→ Given exercise
Please copy every line of the records below word for word, with nothing added or changed.

→ Data rows
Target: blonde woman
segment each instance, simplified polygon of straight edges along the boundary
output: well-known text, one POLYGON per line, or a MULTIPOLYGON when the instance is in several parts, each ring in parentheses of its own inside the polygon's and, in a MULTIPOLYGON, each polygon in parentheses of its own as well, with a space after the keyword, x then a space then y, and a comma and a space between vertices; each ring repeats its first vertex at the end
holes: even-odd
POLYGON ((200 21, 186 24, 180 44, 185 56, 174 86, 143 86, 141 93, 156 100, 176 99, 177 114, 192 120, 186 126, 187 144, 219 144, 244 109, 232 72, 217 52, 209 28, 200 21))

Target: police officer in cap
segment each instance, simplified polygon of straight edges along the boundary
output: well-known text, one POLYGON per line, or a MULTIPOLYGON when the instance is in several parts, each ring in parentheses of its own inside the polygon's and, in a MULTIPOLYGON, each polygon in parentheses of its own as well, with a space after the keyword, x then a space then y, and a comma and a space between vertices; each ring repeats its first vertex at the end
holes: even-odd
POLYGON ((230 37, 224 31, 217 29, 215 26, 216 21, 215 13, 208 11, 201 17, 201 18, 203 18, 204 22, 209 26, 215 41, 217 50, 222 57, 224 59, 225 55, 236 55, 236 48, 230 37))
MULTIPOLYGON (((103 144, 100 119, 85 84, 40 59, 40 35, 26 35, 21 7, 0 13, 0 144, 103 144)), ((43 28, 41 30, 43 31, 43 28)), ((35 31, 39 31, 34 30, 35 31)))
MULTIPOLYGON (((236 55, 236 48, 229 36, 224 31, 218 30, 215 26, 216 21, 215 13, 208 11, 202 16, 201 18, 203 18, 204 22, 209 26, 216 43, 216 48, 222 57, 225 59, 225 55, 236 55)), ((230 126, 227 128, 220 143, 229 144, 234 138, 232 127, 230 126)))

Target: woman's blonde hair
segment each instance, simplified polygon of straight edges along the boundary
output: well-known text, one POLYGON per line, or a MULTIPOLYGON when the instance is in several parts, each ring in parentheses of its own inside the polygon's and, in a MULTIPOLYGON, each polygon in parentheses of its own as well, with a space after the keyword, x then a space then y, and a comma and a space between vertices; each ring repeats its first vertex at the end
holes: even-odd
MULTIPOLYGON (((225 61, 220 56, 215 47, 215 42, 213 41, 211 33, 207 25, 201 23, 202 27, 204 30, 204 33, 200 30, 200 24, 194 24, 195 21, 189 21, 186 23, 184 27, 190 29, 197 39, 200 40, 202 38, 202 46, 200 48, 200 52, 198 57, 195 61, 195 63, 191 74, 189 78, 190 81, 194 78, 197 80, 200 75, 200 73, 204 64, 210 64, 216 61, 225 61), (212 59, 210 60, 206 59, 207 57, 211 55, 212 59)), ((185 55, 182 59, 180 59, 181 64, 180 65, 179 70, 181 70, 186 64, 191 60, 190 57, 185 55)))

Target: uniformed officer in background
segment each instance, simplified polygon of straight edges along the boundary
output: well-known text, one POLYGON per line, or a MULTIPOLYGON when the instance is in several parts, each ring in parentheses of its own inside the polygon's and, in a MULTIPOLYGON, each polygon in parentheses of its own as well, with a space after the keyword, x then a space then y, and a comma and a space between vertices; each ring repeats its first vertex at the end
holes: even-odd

→ Reply
Target: blonde woman
segment each instance, simplified polygon of straight edges along the boundary
output: well-known text, one POLYGON per line, or a MULTIPOLYGON when the instance is in several parts, each ring in parentheses of its own inside the polygon's and, in a MULTIPOLYGON, each polygon in parentheses of its own as well, with a space after the keyword, x then a space then y, and a comma and a space between vertices; each ring repeats its first vertex at the end
holes: even-odd
POLYGON ((200 21, 186 24, 180 44, 185 56, 174 86, 143 86, 141 93, 156 100, 176 99, 177 114, 192 120, 186 126, 187 144, 219 144, 244 109, 232 72, 217 52, 209 28, 200 21))

Target: police officer in cap
segment each instance, simplified polygon of straight edges along the boundary
output: well-known text, one POLYGON per line, or a MULTIPOLYGON when the instance is in several parts, each ring in parentheses of its own inside the polygon's and, in a MULTIPOLYGON, each polygon in parentheses of its own as well, with a space after the keyword, x then a space then y, and a comma and a space between vertices; each ring repeats its first vertex at the end
holes: even-odd
POLYGON ((230 37, 224 31, 217 29, 215 26, 216 21, 215 13, 208 11, 201 17, 201 18, 203 18, 204 22, 209 26, 215 41, 217 50, 222 57, 224 59, 225 55, 236 55, 236 48, 230 37))
MULTIPOLYGON (((103 144, 100 119, 85 84, 40 59, 40 35, 26 35, 21 7, 0 13, 0 144, 103 144)), ((43 28, 41 30, 43 31, 43 28)), ((35 31, 39 31, 34 30, 35 31)))
MULTIPOLYGON (((236 55, 236 48, 229 36, 224 31, 218 30, 215 26, 216 21, 215 13, 208 11, 202 16, 201 18, 203 18, 204 22, 209 26, 216 43, 216 48, 222 57, 225 59, 225 55, 236 55)), ((230 126, 227 128, 220 143, 229 144, 234 138, 232 127, 230 126)))

Target: woman's blonde hair
segment each instance, simplified polygon of straight edges along the boundary
output: well-known text, one POLYGON per line, or a MULTIPOLYGON when the instance is in several parts, each ring in parentheses of its own inside the polygon's and, in a MULTIPOLYGON, each polygon in parentheses of its own as well, with a space after the keyword, x then a space then y, and a comma and a space between vertices; each ring repeats its first vertex at the end
holes: even-odd
MULTIPOLYGON (((225 61, 220 56, 215 47, 215 42, 213 41, 211 33, 207 25, 201 23, 202 27, 204 30, 204 33, 200 30, 200 24, 194 24, 195 21, 189 21, 186 23, 184 27, 190 29, 197 39, 200 40, 202 38, 202 46, 200 48, 200 52, 198 57, 195 61, 195 63, 191 74, 189 78, 190 81, 194 78, 197 80, 200 75, 200 73, 204 64, 210 64, 216 61, 225 61), (212 59, 210 60, 206 59, 207 57, 211 55, 212 59)), ((185 55, 182 59, 180 59, 181 64, 180 65, 179 70, 181 70, 186 64, 191 60, 190 57, 185 55)))

Target: uniformed officer in background
segment each instance, simplified polygon of straight edges along the boundary
output: well-known text, one POLYGON per line, or a MULTIPOLYGON when the instance is in several parts, each ring in parentheses of its own inside the polygon's and, in a MULTIPOLYGON, each polygon in parentheses of its own as well, with a space after the keyword, x then a space then y, and a comma and a space between vertices; each ring repeats its first vertex at the end
holes: even-odd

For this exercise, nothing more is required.